◆ Text passage:
##############################
Toxic chemical fires poison East Texas

By John Studer
June 12, 2023

Since the beginning of May there have been three fires at refineries and chemical plants near Houston, with one worker dead and over a dozen injured. Like the disaster in East Palestine, Ohio, these dangers are a product of the drive for profit by the bosses and the help they get from the government.

For years a string of fires, explosions and toxic releases have affected the highly industrial area near suburban Houston residential neighborhoods where many workers live.

On May 5 a massive heavy oil fire and black plume of particulates broke out at the Pemex-Shell complex in Deer Park, sending nine workers to the hospital. It took three days for area firefighters to finally extinguish the flames.

Black plumes over a chemical fire, there as well as in East Palestine, mean that chemical particles settle down in nearby working-class neighborhoods. The Deer Park fire burned olefins, which include the carcinogen 1,3-butadiene.

A week later a Marathon Petroleum plant fire erupted in Texas City, 40 miles away. One worker was killed, the second worker to die there this year. Government and Marathon officials claimed the fires “were not cause for concern”!

A fire broke out May 17 at Valero West Refinery in Corpus Christi, shooting another chemical plume into the air.

“I have grown up here and watched neighborhoods near the refineries become too toxic to live in and people forced to leave their homes,” Kristina Land from Corpus Christi told the Washington Post. “Our local government doesn’t ever want us to know how bad things really are,” she said. “They just sweep everything under the rug and never talk about it again.”

The fire at Shell in Deer Park happened a day after a public Texas Commission on Environmental Quality hearing at the high school gym there. Dozens of angry residents came to demand state action regarding the massive 2019 leak and fire at an Intercontinental Terminals Company tank farm that blanketed the area with toxic chemicals.
##############################
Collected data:
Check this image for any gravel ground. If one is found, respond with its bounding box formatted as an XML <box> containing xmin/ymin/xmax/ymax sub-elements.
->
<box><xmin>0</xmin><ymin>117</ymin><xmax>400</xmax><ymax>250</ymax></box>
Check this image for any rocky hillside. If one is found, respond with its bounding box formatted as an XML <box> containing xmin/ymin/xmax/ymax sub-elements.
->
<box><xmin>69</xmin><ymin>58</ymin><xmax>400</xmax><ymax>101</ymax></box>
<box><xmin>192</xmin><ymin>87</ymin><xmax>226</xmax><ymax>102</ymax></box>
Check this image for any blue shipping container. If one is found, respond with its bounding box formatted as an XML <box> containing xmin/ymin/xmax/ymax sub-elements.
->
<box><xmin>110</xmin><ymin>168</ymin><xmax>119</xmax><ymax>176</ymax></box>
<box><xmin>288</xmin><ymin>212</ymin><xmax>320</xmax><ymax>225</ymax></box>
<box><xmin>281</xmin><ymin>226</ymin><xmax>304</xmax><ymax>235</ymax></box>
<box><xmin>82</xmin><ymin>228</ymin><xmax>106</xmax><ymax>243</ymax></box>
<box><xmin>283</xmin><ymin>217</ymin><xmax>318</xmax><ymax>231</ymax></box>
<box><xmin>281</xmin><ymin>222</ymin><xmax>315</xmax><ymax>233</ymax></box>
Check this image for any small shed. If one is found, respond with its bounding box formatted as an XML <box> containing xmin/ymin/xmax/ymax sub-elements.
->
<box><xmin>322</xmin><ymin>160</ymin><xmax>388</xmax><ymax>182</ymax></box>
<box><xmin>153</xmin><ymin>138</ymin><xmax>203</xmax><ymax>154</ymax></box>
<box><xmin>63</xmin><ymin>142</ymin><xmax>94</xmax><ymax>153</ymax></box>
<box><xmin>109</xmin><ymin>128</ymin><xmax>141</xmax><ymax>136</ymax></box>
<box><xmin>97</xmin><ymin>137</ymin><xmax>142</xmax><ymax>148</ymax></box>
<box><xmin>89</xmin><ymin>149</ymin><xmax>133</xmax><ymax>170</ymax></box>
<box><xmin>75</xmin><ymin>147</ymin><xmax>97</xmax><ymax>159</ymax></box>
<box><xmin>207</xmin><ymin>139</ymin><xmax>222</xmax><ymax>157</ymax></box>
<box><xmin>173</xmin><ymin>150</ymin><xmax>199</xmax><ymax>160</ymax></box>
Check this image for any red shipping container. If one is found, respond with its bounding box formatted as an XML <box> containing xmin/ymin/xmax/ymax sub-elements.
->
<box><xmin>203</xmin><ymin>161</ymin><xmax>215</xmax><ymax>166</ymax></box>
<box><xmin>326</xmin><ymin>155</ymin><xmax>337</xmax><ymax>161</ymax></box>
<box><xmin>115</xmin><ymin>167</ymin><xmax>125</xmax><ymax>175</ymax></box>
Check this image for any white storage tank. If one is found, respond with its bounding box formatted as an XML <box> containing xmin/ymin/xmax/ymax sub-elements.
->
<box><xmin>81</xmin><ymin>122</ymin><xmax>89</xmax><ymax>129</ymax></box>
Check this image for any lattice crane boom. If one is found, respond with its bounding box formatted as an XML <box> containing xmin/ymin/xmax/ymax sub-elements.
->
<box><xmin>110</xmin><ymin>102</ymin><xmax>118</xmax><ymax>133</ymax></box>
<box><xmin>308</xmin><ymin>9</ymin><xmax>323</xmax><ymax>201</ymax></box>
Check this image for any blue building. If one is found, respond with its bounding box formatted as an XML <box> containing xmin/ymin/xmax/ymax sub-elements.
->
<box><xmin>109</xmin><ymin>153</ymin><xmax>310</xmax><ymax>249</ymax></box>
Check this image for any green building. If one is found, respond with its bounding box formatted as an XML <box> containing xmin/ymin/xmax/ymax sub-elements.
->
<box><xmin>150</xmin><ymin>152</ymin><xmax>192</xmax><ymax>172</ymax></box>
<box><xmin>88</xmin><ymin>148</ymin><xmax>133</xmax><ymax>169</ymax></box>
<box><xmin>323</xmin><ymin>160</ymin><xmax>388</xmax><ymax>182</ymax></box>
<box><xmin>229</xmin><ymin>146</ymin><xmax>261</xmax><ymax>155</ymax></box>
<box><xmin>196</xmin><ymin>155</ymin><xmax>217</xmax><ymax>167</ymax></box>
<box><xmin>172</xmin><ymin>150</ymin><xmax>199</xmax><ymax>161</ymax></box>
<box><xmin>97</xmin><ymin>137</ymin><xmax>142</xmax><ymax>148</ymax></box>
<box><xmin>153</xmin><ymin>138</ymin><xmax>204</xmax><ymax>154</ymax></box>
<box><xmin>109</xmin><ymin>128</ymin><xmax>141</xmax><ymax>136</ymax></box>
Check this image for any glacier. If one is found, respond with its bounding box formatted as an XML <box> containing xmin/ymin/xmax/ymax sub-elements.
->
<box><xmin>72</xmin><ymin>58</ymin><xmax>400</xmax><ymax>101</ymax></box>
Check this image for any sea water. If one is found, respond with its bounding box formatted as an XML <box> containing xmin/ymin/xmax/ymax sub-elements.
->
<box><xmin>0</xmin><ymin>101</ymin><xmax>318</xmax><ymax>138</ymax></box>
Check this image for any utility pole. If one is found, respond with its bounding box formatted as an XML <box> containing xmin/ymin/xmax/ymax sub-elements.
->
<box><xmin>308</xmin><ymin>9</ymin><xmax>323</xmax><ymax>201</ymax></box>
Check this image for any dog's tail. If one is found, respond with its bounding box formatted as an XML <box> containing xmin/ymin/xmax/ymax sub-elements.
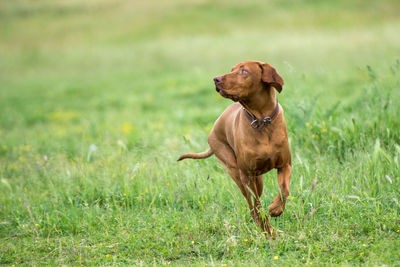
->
<box><xmin>177</xmin><ymin>148</ymin><xmax>214</xmax><ymax>161</ymax></box>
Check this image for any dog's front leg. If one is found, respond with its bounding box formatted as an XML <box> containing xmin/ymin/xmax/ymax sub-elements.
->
<box><xmin>268</xmin><ymin>163</ymin><xmax>292</xmax><ymax>217</ymax></box>
<box><xmin>240</xmin><ymin>174</ymin><xmax>274</xmax><ymax>238</ymax></box>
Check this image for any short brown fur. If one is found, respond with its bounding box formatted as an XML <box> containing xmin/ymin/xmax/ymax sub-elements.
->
<box><xmin>178</xmin><ymin>61</ymin><xmax>292</xmax><ymax>237</ymax></box>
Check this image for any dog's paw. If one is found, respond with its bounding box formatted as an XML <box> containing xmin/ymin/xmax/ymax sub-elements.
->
<box><xmin>268</xmin><ymin>204</ymin><xmax>283</xmax><ymax>217</ymax></box>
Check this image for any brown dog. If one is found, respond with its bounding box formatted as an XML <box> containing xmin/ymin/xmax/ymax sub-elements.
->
<box><xmin>178</xmin><ymin>61</ymin><xmax>292</xmax><ymax>236</ymax></box>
##############################
◆ Tasks for this exercise:
[a] List every Texas city or town named in the article on chemical fires in East Texas.
[b] Carry on the article on chemical fires in East Texas from the point where it stops.

◆ Results for each task:
[a] Houston, Deer Park, Texas City, Corpus Christi

[b]
ITC is seeking a renewal of its operating permit, the subject of the hearing, but organizers barred questions about the 2019 fire as “not within the scope” of the meeting.

That smoke plume hung over the area for three days. Residents were ordered to shelter in place, the Houston Ship Channel was shut down and millions of gallons of hazardous material, including the carcinogen benzene, spilled on the ground and leaked into area waterways. No government action was ever taken on this disaster.

While Texas has some regulations concerning underground storage facilities, aboveground tanks are exempt.

ITC is owned by the Mitsui Group. The only penalty the bosses ever paid was $900,000 in 2021 to settle a lawsuit from Harris County, which includes Houston and Deer Park. That figure was .01% of the $7.39 billion profit Mitsui made that year, the Texas Tribune pointed out.

These — and worse — disasters are inevitable as long as the capitalist rulers’ thirst for profits drives the economy. More ITCs, more East Palestines. Workers must use the unions to impose workers control over production and planning.